Provided information:
====
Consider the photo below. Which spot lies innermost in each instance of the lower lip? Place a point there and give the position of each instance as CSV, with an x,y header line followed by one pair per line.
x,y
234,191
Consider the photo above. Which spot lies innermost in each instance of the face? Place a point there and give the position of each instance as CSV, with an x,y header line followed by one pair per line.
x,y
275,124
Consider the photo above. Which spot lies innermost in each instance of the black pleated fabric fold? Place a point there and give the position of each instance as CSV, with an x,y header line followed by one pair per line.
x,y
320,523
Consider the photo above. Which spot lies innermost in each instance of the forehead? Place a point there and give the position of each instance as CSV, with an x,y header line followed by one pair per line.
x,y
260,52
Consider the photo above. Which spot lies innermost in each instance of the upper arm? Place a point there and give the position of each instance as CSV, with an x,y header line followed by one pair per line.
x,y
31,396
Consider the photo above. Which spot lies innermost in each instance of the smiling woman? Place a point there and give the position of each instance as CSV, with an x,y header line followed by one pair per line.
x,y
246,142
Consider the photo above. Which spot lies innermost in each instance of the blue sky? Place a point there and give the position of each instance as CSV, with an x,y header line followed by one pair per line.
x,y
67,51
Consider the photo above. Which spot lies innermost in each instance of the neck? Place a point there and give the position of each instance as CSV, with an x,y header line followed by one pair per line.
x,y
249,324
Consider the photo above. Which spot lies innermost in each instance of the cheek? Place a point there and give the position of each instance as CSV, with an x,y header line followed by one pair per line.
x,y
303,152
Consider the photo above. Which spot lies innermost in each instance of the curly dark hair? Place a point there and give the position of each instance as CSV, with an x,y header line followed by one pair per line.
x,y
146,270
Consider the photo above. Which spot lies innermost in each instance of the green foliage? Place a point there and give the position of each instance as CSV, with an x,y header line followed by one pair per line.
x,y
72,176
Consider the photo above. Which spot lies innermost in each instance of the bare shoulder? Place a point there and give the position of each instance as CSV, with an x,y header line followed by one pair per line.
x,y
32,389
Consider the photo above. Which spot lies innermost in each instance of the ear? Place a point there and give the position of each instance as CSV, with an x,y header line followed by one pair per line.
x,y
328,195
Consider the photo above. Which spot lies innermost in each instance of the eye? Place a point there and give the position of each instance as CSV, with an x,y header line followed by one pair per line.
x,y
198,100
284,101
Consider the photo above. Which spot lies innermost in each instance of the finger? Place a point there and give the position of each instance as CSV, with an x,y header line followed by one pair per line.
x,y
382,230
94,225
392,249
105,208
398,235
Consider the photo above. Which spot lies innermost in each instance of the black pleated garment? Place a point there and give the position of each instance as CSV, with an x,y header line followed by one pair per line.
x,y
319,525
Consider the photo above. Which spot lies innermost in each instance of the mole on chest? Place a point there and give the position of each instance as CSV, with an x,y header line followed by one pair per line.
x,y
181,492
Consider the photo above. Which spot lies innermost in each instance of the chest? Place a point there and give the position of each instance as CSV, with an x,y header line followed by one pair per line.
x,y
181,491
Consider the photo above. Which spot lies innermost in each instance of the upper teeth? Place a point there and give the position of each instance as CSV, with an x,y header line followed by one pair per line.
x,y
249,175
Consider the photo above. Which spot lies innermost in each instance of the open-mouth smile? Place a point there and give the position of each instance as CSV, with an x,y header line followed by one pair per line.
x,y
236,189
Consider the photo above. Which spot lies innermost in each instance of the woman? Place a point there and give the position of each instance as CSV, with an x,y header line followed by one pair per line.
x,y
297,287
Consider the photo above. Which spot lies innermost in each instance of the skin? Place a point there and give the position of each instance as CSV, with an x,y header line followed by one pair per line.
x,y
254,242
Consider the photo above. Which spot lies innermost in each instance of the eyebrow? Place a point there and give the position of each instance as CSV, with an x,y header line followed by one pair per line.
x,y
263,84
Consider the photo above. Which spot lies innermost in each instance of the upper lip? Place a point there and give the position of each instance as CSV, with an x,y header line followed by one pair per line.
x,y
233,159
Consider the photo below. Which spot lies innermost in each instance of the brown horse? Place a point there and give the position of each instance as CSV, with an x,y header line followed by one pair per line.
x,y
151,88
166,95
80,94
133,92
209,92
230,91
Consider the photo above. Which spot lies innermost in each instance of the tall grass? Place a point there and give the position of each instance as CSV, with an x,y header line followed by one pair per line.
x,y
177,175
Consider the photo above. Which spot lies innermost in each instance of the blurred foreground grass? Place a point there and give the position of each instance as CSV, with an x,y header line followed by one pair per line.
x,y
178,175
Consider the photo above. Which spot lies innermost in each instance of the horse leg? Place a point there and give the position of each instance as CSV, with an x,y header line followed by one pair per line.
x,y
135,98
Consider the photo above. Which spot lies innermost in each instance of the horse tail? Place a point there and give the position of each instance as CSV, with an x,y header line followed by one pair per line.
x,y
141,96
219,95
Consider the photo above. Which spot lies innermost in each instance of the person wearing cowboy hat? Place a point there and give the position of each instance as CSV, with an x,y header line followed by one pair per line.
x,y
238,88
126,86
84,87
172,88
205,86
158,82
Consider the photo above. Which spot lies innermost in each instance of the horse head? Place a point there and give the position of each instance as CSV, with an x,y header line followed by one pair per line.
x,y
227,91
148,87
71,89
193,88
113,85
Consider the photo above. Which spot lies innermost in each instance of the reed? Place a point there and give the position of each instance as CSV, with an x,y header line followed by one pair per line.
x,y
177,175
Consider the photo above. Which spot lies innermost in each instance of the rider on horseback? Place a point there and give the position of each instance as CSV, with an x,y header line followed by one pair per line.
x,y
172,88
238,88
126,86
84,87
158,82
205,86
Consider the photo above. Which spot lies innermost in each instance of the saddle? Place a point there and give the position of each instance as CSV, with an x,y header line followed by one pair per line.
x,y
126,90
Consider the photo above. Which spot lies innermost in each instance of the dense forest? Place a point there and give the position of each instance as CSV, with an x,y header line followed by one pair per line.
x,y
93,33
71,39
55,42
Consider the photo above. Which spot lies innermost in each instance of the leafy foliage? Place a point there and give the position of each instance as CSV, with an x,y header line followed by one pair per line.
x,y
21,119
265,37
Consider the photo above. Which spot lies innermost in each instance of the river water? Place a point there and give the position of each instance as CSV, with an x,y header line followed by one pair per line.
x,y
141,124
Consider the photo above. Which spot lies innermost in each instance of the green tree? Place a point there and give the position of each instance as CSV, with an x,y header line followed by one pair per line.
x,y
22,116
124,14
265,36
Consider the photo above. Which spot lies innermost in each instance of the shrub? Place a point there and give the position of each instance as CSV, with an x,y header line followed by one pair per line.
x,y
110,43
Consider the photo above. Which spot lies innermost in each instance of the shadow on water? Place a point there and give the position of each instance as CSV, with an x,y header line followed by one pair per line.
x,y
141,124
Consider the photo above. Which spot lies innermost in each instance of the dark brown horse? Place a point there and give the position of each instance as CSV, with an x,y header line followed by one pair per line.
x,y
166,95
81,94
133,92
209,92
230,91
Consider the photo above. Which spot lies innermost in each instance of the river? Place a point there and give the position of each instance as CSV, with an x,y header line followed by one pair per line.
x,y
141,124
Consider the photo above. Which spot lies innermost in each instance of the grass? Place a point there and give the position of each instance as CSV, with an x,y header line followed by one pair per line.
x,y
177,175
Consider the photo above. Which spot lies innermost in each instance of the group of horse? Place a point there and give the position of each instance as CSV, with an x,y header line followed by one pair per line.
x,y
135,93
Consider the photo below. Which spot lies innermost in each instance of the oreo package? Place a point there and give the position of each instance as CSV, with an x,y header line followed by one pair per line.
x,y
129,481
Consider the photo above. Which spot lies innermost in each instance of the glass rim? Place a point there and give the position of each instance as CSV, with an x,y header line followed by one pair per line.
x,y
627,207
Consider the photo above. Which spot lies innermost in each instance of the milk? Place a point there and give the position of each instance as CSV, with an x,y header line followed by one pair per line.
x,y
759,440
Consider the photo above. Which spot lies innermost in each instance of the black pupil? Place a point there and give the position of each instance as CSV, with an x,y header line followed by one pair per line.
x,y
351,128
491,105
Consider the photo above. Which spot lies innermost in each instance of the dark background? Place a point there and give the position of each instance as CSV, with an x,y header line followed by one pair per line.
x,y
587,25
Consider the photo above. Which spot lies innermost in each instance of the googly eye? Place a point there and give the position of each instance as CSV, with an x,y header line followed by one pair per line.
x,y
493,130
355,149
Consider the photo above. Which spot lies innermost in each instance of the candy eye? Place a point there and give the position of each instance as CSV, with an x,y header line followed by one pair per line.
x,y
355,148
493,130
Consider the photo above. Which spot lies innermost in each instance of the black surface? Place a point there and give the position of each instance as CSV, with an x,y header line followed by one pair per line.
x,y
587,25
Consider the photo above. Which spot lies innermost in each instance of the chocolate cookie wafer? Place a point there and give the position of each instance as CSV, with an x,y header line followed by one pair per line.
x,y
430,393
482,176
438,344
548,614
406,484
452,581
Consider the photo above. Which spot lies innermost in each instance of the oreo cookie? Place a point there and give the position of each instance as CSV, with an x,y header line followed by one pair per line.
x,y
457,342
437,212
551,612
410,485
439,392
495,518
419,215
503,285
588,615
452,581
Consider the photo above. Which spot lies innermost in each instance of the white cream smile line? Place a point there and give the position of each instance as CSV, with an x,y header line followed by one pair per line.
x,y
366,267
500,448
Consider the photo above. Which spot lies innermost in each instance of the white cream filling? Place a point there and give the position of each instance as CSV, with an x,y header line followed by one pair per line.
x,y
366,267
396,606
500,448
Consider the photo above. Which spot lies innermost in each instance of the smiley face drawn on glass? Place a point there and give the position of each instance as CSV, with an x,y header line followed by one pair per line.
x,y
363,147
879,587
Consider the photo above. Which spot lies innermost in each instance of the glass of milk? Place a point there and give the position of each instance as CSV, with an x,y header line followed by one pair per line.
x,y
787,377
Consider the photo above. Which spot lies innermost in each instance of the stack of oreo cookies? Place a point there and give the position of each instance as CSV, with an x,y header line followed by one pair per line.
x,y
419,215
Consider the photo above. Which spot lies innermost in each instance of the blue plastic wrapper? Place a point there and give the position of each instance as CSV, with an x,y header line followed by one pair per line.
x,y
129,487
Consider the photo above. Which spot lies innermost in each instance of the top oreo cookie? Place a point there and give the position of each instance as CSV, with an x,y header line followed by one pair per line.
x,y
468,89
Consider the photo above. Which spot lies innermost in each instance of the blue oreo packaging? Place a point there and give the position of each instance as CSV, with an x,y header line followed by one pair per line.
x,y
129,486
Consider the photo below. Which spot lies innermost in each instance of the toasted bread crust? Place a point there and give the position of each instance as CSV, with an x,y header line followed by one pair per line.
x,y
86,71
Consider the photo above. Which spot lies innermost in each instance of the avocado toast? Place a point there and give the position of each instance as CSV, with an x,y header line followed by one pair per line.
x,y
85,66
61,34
====
Try it:
Each line from the one containing "of the toasted" through the end of the material should be restated word for word; leave out every line before it.

Response:
Consider the photo below. Which spot lies innermost in each instance of the toasted bread crust? Place a point there and give the position of each instance as CSV, with an x,y header line followed by one pair per line.
x,y
86,71
Consider the photo above. Which spot lies innermost in each instance of the avocado toast? Place a point there and give the position of each instance as CSV, with an x,y header line followed by one pair per line.
x,y
85,66
61,34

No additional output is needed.